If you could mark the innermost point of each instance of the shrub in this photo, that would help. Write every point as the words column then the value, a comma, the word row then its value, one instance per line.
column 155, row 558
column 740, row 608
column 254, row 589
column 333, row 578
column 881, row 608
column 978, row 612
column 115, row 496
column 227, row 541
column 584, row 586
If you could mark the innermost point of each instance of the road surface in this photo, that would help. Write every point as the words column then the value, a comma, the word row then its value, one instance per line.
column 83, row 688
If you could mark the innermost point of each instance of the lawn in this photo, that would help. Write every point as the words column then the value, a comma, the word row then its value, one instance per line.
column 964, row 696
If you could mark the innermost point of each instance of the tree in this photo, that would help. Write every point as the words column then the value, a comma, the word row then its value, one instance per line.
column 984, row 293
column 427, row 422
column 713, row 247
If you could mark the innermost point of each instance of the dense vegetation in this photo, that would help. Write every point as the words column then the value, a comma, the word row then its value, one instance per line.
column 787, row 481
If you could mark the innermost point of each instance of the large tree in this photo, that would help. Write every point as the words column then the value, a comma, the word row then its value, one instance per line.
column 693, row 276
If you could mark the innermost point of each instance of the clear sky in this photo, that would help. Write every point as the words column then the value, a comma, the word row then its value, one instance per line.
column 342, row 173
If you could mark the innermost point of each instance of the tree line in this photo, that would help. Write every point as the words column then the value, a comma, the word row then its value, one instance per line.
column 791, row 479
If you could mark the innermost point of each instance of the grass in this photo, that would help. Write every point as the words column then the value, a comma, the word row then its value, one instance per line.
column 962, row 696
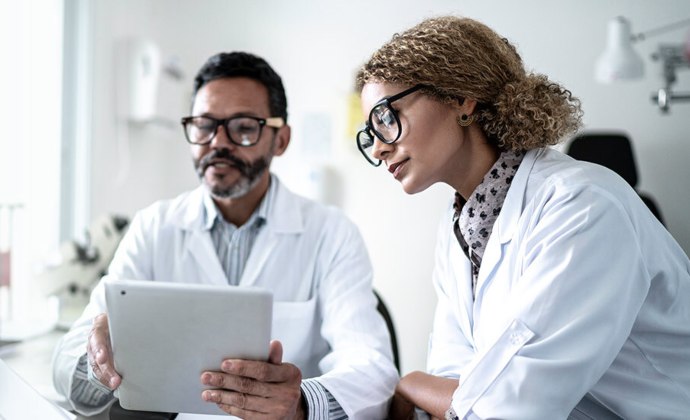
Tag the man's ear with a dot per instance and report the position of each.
(282, 140)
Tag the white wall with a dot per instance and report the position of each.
(317, 49)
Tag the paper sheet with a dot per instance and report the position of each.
(19, 401)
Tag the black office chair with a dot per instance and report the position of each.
(383, 310)
(614, 151)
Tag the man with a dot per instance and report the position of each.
(242, 226)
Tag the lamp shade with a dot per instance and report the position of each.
(619, 61)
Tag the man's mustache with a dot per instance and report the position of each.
(223, 154)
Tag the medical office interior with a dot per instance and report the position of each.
(92, 94)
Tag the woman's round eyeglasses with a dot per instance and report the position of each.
(383, 123)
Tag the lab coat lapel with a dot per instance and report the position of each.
(507, 221)
(460, 267)
(197, 245)
(284, 218)
(200, 247)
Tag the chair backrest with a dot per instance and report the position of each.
(613, 150)
(383, 310)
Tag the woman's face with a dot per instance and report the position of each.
(431, 145)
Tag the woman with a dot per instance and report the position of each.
(558, 291)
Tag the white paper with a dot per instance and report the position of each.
(19, 401)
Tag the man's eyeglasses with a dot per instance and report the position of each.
(242, 131)
(383, 123)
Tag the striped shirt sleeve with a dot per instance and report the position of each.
(87, 390)
(321, 404)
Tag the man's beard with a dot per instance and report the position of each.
(250, 173)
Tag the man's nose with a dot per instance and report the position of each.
(222, 138)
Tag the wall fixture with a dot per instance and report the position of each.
(620, 61)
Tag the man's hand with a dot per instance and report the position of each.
(400, 408)
(99, 352)
(257, 390)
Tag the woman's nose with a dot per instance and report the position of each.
(380, 149)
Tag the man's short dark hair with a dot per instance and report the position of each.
(242, 64)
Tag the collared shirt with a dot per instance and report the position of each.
(233, 246)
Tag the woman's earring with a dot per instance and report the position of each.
(465, 120)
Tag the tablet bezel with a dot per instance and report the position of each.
(164, 335)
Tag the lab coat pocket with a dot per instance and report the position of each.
(296, 325)
(476, 379)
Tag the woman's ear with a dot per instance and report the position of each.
(466, 106)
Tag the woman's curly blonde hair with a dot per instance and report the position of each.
(461, 58)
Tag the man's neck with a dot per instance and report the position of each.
(238, 210)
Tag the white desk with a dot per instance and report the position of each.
(32, 360)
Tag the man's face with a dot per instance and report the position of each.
(229, 170)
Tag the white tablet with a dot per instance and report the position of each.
(164, 335)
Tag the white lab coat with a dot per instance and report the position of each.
(581, 290)
(313, 260)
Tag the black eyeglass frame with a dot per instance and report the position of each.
(368, 128)
(273, 122)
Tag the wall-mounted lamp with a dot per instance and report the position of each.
(620, 61)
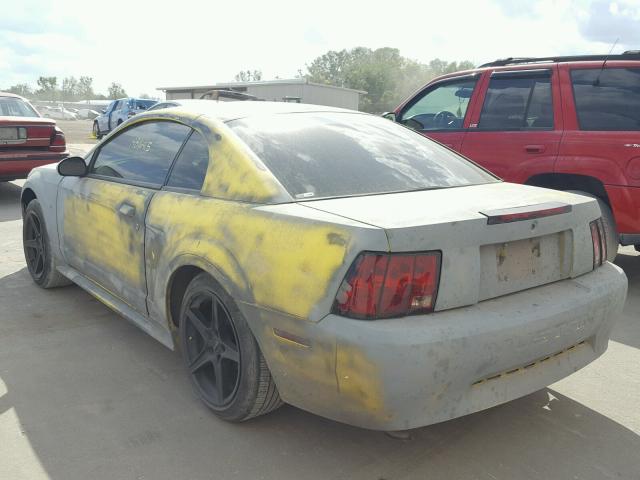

§

What you will do ▸
Leaving out only the pictures, retype every record exactly.

Result for this exercise ▸
If you could mark the innermost point of each instance of the shrub in this photo, that would help. Write every point as the words column then the value, a comma, the word row then its value, one instance per line.
column 155, row 558
column 740, row 608
column 254, row 589
column 333, row 578
column 881, row 608
column 978, row 612
column 115, row 496
column 227, row 541
column 584, row 586
If you could mark the innermost point of each instance of the road surface in this photo, that would help. Write every point as the words column then the value, a comma, the word row then its value, one instance per line.
column 83, row 688
If you could mark the innermost point of each instance of the lawn in this photo, that would help. Write every point as the words column then the value, a comma, the word row then its value, one instance per line.
column 964, row 696
If you could mark the innermost point of each instance of the tree in this photo, that would help. Write every point as the words column then the value, a comma, the word row then its value, one instance per line.
column 984, row 293
column 427, row 422
column 713, row 247
If you could mark the innermost point of each instance of the dense vegetation in this photo, that would help. Write every point as the words column then the value, a comma, the word row then its value, one instance per line.
column 787, row 481
If you could mark the innermost point of each instance of the large tree in this photo, that would help. Write every point as the words column then the value, a comma, the word row then its value, one instance per line.
column 693, row 276
If you could mark the innermost point of each instance of the clear sky in this photo, that would help. Write every point as the words column then the value, a comma, the word row then its value, one instance per line.
column 342, row 173
If you could mark the innermost point of each instance of the tree line in this photo, that would help. Write every point as the words column then the value, a comma, the word row then its value, one instance per line.
column 791, row 479
If you could mark the innermost point of each instance of the grass in this photo, that would help. Write every point as the words column then the value, a comma, the word row then its value, one instance per line.
column 962, row 696
Tag the man's ear with a dot per instance and report the position of each.
(282, 140)
Tag the white wall with a dot per instance and report the position of each.
(317, 49)
Tag the paper sheet with a dot per instance and report the position of each.
(19, 401)
Tag the black office chair with a dot per instance and report the position of each.
(383, 310)
(614, 151)
Tag the man with a dot per instance and report the position of each.
(242, 226)
Tag the lamp shade with a dot per instance and report the position of each.
(619, 61)
Tag the man's mustache with a dot per instance and report the position of each.
(223, 154)
Tag the medical office interior with a dot per instance and report the position of each.
(92, 94)
Tag the woman's round eyeglasses with a dot per instance and report the position of each.
(383, 123)
Tag the lab coat lapel with a dot per instance and report the position of each.
(507, 221)
(460, 267)
(197, 245)
(284, 218)
(200, 247)
Tag the chair backrest with a dot per instance and report the position of each.
(613, 150)
(383, 310)
Tag the woman's face with a dot per instance and report the position of each.
(431, 145)
Tag the woman with a dot per instance and report the position of each.
(558, 291)
Tag the white paper with a dot per instance and report the position of each.
(19, 401)
Tag the man's eyeglasses with a dot per instance and report the position of each.
(242, 131)
(383, 123)
Tag the striped shirt sleeve with a dot per instance and report the position of each.
(87, 390)
(321, 404)
Tag the man's beard with a dot per instance and report the position of each.
(250, 173)
Tag the man's nose with a dot per instance and report the position of each.
(222, 138)
Tag the wall fixture with a dot per instance and report the position of each.
(620, 61)
Tag the man's hand with a dot per instance and report the position of each.
(400, 408)
(99, 352)
(257, 390)
Tag the woman's nose with a dot per instance and report the position of each.
(380, 149)
Tag the man's short dark hair with a dot per instance and report the position of each.
(242, 64)
Tag the collared shirt with a dot per instance and report the position of each.
(233, 246)
Tag the woman's earring with a dot per instance and report the position of each.
(465, 120)
Tag the tablet bezel with a dot per instance and report the position of each.
(164, 335)
Tag the lab coat pocket with a dot per instance and report the position of each.
(296, 325)
(476, 379)
Tag the woman's ear with a dot per instance and report the position of each.
(466, 106)
Tag the woman's curly blonde hair with a dot per instance and report the position of each.
(461, 58)
Tag the man's neck with a dot per instance and report the position of each.
(238, 210)
Tag the white desk with a dot per instance and report the position of each.
(32, 360)
Tag the man's face with a dot per instance and report the position of each.
(229, 170)
Tag the white tablet with a dot per instance and report the position of each.
(164, 335)
Tag the white lab coat with a dot per instance and report the position of each.
(581, 290)
(313, 260)
Tag the black eyeglass frame with a dot per instance and report the position of each.
(368, 128)
(273, 122)
Tag the wall-mounted lamp with a dot per instance and report the position of each.
(620, 61)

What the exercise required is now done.